ZU ERLEDIGENDE AUFGABEN:
1. Erklären Sie in ein bis drei Sätzen, warum der Baufortschritt laut dem Bericht über den BER-Flughafen stockt.
2. Setzen Sie den Bericht über den BER-Flughafen nach seinem letzten Satz fort.

LESETEXT:
☆ ☆ ☆ ☆ ☆ ☆ ☆
Unternehmen zweifeln an Liquidität der Flughafengesellschaft. Und die Eröffnung im Oktober 2013 ist wieder gefährdet.

Potsdam/Berlin - Der Terminplan für den BER-Flughafen wackelt nach Angaben von Planern schon wieder. Wahrscheinlich könne der Flughafen Berlin-Brandenburg erst im Jahr 2014 eröffnet werden, sagen Insider, die sich auf der Baustelle bestens auskennen. Die für Mitte November angekündigte Wiederaufnahme der Arbeiten in großem Stil ist nach PNN-Informationen jedenfalls nicht erfolgt. Und in diesem Jahr sei auch nicht mehr damit zu rechnen, sagen die Fachleute, die nicht genannt werden wollen. Die Flughafengesellschaft (FBB) bestätigte, dass noch nicht alle Gewerke vollständig arbeiten, sprach von einem Hochfahren „sukzessive“. Der Eröffnungstermin sei aber nicht gefährdet. Das hatte die FBB vor allen Verschiebungen erklärt. Zudem drohen am BER, der ohne Reserven starte, sofort Abfertigungsengpässe und auf Jahre rote Zahlen – nach einem am Donnerstag präsentierten aktuellen Gutachten des Airportplaners Dieter Faulenbach da Costa im Auftrag der CDU-Landtagsfraktion Brandenburgs.

Damit bestätigt der Gutachter Informationen der PNN von vor Monaten, wonach sowohl Terminal als auch der gesamte Abfertigungsbereich zu klein ist. Schon im Mai hatten die PNN berichtet, dass der Abfertigungsbereich zu klein ist, was der Gutachter nun bestätigt.

Der stockende Baufortschritt liegt nicht nur an fehlenden Ausführungsplänen, sondern vor allem auch am Geld. Demnach kann die Flughafengesellschaft derzeit die monetären Forderungen vor allem von den Technikfirmen nicht erfüllen, weil die Kassen und Konten leer sind. Die Liquidität sei nur bis zum Jahresende gesichert, hatte die Flughafengesellschaft schon vor Monaten mitgeteilt. Berlin und Brandenburg stellen zwar jeweils insgesamt 444 Millionen Euro bereit, doch die erforderlichen 312 Millionen Euro des Bundes sind immer noch gesperrt. Einige Firmen sollen inzwischen bereits verlangen, dass die FBB Bürgschaften vorlegt; ohne „Vorkasse“ seien die meisten nicht bereit, weiterzumachen.
☆ ☆ ☆ ☆ ☆ ☆ ☆
GEZEIGTES MATERIAL:
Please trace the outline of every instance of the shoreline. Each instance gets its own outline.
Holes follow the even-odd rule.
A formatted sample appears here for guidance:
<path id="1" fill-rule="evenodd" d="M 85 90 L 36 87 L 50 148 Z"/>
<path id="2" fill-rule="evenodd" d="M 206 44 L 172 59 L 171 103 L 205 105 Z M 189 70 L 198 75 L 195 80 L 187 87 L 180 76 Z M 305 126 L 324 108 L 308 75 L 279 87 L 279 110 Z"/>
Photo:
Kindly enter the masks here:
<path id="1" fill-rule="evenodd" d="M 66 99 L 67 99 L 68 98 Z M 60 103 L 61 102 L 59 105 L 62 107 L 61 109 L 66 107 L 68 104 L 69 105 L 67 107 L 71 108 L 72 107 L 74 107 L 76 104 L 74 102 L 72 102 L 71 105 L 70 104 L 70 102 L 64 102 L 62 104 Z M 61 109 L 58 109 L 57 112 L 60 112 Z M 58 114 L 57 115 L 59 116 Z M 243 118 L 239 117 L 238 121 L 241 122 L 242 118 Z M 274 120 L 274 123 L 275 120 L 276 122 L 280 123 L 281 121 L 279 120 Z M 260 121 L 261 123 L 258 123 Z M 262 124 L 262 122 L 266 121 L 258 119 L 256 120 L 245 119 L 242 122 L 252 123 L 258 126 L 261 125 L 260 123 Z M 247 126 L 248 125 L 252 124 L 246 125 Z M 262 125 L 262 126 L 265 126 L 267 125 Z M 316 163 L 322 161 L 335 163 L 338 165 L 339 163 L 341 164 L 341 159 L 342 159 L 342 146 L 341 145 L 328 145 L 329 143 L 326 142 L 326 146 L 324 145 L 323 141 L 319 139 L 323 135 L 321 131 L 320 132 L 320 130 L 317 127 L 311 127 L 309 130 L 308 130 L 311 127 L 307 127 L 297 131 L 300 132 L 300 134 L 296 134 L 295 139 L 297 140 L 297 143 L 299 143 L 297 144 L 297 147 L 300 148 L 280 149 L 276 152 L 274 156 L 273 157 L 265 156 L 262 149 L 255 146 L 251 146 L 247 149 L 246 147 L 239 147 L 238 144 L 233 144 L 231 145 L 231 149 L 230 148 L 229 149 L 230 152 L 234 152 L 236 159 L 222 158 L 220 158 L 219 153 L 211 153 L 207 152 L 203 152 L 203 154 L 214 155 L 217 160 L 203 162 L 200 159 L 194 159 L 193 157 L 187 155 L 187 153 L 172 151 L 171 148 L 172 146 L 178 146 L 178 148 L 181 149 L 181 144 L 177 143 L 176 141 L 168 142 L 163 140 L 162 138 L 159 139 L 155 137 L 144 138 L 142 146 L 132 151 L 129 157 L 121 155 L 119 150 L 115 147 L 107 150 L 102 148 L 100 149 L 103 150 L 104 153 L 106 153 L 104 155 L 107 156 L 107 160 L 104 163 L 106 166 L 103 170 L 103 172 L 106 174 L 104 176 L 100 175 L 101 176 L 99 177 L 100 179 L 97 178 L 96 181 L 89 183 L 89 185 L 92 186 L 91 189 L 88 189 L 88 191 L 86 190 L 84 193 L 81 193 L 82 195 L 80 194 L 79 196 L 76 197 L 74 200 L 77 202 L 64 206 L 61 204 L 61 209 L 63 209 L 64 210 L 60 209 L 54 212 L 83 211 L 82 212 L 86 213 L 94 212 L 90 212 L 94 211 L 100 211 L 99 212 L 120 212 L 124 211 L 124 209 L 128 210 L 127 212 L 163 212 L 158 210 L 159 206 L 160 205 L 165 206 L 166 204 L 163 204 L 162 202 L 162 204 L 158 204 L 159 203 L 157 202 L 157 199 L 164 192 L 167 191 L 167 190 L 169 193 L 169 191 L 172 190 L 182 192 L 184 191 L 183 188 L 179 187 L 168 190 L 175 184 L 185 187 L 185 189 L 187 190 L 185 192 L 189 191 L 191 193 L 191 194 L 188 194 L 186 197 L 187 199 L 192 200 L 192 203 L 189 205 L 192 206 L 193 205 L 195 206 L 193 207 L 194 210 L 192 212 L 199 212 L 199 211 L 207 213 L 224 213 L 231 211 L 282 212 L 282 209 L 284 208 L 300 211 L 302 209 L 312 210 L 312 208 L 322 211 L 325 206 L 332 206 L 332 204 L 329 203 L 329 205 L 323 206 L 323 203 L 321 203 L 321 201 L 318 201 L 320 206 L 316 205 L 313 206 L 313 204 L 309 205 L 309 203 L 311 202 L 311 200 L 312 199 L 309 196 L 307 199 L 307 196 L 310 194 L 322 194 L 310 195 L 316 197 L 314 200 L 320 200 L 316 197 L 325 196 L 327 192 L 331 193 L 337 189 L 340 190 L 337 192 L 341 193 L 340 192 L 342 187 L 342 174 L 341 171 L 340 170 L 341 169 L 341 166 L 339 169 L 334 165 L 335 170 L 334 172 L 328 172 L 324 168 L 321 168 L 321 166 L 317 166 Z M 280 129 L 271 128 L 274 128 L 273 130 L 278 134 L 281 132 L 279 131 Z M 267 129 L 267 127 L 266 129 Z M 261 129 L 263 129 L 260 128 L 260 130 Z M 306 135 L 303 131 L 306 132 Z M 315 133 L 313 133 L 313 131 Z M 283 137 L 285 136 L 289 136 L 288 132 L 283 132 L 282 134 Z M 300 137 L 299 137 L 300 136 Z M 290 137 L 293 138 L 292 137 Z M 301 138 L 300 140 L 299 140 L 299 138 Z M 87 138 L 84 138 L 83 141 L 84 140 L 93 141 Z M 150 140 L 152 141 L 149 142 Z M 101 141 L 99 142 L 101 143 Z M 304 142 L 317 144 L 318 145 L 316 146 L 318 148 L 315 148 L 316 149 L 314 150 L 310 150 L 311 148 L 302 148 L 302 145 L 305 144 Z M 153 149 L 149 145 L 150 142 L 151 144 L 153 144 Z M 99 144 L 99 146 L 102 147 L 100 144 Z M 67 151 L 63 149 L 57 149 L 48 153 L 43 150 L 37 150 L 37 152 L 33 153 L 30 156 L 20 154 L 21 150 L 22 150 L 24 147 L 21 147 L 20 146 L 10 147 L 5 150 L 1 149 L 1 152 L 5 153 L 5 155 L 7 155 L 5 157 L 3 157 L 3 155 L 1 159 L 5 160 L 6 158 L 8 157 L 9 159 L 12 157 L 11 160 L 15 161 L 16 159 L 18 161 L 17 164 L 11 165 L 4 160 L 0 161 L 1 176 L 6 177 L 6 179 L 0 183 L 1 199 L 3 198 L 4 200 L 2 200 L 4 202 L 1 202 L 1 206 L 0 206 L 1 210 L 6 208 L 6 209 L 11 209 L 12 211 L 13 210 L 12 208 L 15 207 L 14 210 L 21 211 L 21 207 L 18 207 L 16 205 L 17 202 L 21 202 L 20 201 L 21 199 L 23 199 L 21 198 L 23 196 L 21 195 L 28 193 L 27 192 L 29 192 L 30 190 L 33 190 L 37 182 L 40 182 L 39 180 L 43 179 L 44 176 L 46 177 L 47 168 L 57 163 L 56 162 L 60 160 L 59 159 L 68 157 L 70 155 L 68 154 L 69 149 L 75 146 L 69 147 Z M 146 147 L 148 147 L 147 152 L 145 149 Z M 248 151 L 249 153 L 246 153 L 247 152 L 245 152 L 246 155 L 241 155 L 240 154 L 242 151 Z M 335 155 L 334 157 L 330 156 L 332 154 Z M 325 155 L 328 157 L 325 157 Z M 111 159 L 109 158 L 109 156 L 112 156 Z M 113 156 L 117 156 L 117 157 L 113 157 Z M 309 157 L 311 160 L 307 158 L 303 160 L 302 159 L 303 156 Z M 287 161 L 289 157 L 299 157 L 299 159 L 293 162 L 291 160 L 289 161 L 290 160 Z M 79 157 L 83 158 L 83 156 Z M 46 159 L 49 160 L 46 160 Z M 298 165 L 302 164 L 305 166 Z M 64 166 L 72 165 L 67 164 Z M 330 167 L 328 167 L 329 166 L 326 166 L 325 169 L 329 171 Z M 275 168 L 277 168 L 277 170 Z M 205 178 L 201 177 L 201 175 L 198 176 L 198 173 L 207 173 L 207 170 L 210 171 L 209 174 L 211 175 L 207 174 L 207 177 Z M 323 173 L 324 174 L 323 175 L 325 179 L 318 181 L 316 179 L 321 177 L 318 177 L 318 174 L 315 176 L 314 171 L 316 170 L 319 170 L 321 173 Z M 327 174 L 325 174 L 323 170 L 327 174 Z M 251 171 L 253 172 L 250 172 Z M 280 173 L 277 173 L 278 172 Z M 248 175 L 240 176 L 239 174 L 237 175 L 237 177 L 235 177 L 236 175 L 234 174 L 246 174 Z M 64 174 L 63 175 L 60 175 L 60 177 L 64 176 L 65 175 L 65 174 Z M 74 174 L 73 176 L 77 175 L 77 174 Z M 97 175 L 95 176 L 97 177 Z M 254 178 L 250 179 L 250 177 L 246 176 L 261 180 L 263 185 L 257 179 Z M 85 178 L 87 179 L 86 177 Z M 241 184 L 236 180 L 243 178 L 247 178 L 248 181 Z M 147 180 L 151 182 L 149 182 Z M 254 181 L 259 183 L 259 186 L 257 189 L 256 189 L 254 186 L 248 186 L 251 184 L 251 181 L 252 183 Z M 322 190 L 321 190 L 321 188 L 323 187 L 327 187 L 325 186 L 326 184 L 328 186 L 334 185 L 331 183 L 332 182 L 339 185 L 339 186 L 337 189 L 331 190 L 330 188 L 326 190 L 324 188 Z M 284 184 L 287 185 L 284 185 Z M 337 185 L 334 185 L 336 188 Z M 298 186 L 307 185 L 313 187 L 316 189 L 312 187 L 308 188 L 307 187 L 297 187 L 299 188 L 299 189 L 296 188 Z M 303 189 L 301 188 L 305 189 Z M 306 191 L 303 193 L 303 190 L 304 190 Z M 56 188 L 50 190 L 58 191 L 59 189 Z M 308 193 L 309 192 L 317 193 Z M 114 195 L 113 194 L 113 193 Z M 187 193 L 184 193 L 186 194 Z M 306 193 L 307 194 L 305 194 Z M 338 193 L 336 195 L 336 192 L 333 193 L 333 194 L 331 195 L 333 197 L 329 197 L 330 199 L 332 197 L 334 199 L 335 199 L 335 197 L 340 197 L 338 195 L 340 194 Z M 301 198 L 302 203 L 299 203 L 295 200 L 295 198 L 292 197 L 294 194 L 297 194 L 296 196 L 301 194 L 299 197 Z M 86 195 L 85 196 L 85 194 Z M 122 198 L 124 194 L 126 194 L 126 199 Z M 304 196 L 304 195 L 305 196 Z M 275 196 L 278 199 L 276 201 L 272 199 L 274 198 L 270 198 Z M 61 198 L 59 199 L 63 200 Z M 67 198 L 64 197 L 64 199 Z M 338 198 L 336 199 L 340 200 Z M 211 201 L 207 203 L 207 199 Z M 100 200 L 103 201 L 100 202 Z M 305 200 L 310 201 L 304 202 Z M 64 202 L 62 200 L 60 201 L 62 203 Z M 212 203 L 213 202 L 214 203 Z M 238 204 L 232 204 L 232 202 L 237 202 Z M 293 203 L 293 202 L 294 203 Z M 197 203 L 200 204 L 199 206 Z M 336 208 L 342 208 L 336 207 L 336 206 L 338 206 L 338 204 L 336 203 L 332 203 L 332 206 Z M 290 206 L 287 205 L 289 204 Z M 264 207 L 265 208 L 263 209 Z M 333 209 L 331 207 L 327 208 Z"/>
☆ ☆ ☆ ☆ ☆ ☆ ☆
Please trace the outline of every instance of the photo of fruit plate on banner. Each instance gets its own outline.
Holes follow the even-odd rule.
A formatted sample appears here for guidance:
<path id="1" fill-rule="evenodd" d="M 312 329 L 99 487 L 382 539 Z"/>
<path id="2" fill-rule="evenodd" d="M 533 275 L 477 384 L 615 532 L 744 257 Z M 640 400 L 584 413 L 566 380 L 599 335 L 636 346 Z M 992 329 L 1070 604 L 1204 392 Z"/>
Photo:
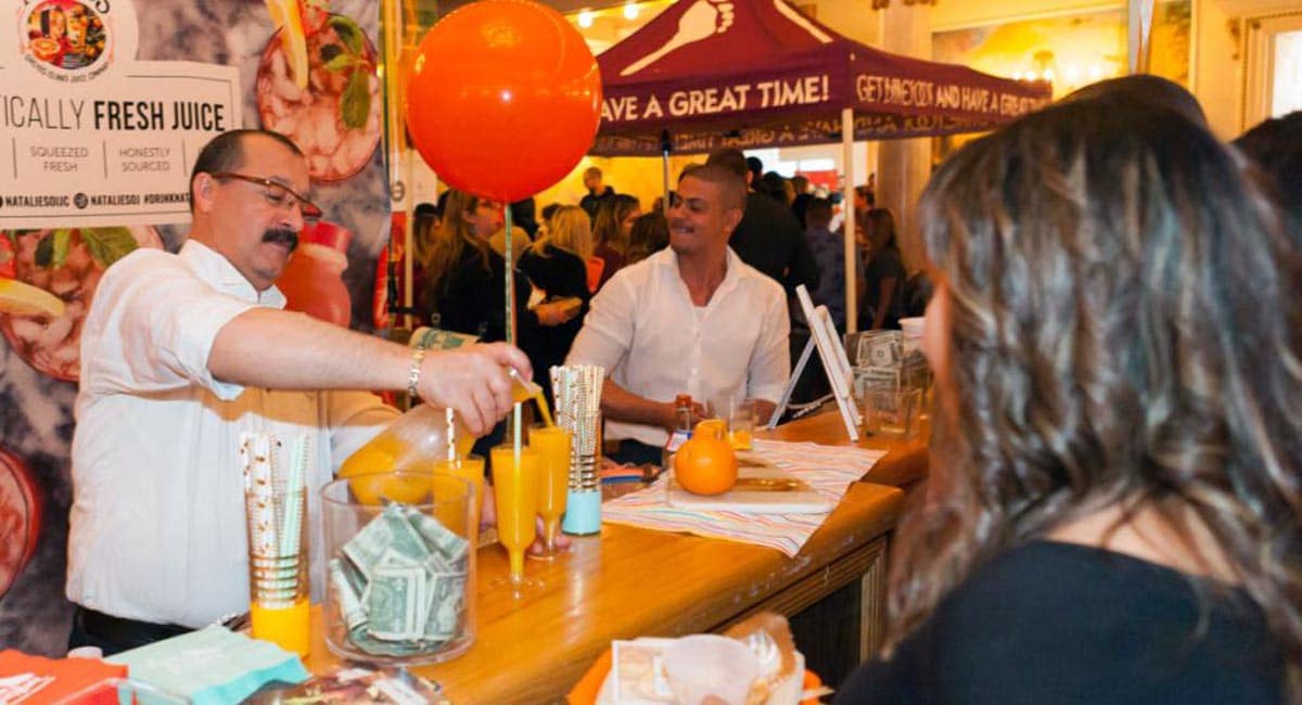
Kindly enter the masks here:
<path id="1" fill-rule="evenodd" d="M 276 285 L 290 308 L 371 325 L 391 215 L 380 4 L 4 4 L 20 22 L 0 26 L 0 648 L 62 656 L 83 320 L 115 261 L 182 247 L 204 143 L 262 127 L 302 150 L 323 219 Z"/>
☆ ☆ ☆ ☆ ☆ ☆ ☆
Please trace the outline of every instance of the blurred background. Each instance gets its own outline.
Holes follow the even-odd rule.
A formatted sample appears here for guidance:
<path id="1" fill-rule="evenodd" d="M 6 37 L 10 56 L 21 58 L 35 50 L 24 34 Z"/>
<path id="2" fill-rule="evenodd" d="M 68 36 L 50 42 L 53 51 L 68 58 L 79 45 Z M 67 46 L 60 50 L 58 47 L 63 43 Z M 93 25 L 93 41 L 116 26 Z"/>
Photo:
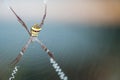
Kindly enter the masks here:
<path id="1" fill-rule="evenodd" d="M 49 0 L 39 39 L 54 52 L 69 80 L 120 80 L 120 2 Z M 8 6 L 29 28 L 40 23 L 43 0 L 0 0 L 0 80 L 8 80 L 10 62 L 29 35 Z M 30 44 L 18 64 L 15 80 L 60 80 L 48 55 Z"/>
☆ ☆ ☆ ☆ ☆ ☆ ☆
LÖSUNGEN IM EINZELNEN:
1. Der Baufortschritt stockt wegen fehlender Ausführungspläne, vor allem aber wegen fehlenden Geldes. Die Flughafengesellschaft kann die Forderungen besonders der Technikfirmen nicht erfüllen, weil ihre Kassen und Konten leer sind.

2.
Zudem gibt es nach Angaben der Insider bis heute keine rechtsverbindliche Ergänzungsvereinbarung mit auch nur einer Firma, die auf Grundlage des neuen vorgesehenen Eröffnungstermins 27. Oktober 2013 eine termingerechte Leistungserbringung zusichert. Da die Firmen ihre Mitarbeiter inzwischen woanders einsetzen, dauere es mindestens vier bis sechs Wochen, ehe sie nach Schönefeld zurückkehren könnten, heißt es. Dort zählt aber schon fast jeder Tag, wenn der Termin gehalten werden soll.

Und die Firmen haben nach PNN-Informationen auch gar kein großes Interesse, schnell zu bauen. Unter der Alleinführung von Geschäftsführer Rainer Schwarz – vor Antritt des neuen Technikchefs – seien viel zu teure und uneffektive Verträge mit Firmen abgeschlossen worden, die zuvor für die Planungsgemeinschaft BBI gearbeitet hatten. Diese hatte nach der Terminverschiebung im Mai die Kündigung erhalten. Die Folge: Je länger die Arbeiten dauern, desto mehr können die Firmen kassieren. Gegen die Begründung von Schwarz, die Planungsgemeinschaft habe völlig unzureichende Unterlagen abgegeben, will das Architekturbüro gmp (Gerkan, Marg und Partner) nach PNN-Informationen jetzt gerichtlich vorgehen. Eine Stellungnahme dazu gab es von gmp nicht.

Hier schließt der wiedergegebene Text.